YOUR GOAL
Transcribe, exactly as they appear, only the lines from the one holding "For every instance of the person" through the end of the entries below.

BEGIN STORED DATA

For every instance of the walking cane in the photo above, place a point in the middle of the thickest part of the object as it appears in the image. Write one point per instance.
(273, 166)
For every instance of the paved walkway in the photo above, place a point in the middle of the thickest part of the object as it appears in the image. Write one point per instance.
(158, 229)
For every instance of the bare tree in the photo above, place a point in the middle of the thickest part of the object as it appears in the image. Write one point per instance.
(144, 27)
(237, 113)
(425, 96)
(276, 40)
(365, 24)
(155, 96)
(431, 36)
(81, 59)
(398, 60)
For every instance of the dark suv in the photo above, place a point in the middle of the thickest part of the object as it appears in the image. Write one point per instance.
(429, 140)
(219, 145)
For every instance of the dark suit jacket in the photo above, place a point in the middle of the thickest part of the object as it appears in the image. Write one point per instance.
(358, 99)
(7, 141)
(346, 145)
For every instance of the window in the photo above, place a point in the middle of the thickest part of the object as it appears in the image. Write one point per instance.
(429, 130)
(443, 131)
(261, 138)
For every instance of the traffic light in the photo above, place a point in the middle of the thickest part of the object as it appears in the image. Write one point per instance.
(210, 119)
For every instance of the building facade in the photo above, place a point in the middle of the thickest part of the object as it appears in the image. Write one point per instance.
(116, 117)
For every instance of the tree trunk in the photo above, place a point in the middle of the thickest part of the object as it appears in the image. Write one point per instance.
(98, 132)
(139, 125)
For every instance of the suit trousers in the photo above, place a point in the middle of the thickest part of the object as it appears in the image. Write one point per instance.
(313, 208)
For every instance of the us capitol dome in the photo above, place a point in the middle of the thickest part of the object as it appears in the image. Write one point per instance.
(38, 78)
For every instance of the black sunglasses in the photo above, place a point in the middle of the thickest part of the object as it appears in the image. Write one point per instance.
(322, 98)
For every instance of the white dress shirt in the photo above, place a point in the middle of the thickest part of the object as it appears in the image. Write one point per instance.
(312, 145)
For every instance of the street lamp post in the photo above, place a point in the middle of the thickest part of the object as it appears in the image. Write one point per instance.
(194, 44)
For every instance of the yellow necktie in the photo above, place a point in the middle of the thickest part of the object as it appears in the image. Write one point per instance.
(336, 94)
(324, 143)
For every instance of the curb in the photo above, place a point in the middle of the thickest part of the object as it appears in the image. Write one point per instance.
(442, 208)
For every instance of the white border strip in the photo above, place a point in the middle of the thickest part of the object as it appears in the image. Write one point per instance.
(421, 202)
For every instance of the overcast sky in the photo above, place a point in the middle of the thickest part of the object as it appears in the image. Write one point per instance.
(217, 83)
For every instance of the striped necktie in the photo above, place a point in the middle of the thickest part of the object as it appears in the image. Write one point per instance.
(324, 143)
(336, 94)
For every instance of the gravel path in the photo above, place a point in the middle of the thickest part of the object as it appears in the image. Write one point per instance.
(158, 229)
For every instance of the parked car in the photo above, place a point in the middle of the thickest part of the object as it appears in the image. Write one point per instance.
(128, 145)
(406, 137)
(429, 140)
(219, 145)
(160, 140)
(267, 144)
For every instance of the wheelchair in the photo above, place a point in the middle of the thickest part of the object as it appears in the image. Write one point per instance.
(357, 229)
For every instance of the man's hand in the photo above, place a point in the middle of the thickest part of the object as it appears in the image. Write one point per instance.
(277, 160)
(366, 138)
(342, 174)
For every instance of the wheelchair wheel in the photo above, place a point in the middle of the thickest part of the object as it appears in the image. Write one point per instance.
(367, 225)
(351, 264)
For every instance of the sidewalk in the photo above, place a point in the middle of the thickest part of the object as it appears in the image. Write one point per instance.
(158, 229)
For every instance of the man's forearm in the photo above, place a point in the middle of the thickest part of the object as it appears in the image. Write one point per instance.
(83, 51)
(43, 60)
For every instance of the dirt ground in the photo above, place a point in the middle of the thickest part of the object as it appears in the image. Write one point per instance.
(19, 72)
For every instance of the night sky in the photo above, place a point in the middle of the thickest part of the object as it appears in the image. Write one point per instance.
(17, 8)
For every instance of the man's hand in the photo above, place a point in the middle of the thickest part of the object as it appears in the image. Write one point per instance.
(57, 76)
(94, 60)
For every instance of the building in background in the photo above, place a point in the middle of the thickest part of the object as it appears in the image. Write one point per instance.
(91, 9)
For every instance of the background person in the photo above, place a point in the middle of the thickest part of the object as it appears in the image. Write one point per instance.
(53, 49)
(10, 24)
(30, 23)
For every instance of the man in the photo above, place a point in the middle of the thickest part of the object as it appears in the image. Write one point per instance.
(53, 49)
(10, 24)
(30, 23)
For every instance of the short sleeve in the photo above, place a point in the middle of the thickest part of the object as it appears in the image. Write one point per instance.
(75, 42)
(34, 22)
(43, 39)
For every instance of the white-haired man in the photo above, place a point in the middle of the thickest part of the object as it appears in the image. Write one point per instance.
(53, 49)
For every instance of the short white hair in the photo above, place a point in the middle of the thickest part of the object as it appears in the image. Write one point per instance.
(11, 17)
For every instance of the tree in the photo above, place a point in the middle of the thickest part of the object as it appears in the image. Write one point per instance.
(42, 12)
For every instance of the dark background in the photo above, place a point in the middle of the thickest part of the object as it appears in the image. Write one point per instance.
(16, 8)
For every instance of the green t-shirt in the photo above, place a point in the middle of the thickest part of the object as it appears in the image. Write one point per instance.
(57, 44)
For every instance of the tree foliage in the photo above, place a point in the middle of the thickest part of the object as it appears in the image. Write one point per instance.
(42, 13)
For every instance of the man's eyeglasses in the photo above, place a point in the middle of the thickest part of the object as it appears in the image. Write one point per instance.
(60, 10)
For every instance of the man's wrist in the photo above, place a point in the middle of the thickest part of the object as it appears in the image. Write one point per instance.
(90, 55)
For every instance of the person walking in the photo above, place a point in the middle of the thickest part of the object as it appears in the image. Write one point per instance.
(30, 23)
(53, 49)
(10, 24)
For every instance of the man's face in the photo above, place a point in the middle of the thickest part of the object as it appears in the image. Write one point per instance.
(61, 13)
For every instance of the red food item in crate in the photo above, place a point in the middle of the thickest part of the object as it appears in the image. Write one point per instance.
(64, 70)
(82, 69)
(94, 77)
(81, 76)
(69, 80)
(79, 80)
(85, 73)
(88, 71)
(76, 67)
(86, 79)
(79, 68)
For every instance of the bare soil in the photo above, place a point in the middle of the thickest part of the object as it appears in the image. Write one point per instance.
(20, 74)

END STORED DATA

RESULT OF THE TASK
For every instance of the person walking in the photo above, place a point in the middle of the thickest part of the object as it appears in the image. Write one point per instance.
(30, 23)
(53, 49)
(10, 24)
For every instance of the man's face in the photo above, place a point in the middle of the thickest part of the object as it appears in the image. Write one point per instance.
(61, 13)
For every instance of the red food item in crate in the photo above, place a point in the middle of the thickest part of the object as it appears in the image. Write one point per instance.
(64, 70)
(82, 69)
(94, 77)
(81, 76)
(69, 80)
(79, 80)
(85, 73)
(88, 71)
(76, 67)
(86, 79)
(79, 68)
For every instance of the bare soil in the photo above, place a point in the middle of the thickest part of the object as it appears in the image. Write one point per instance.
(20, 74)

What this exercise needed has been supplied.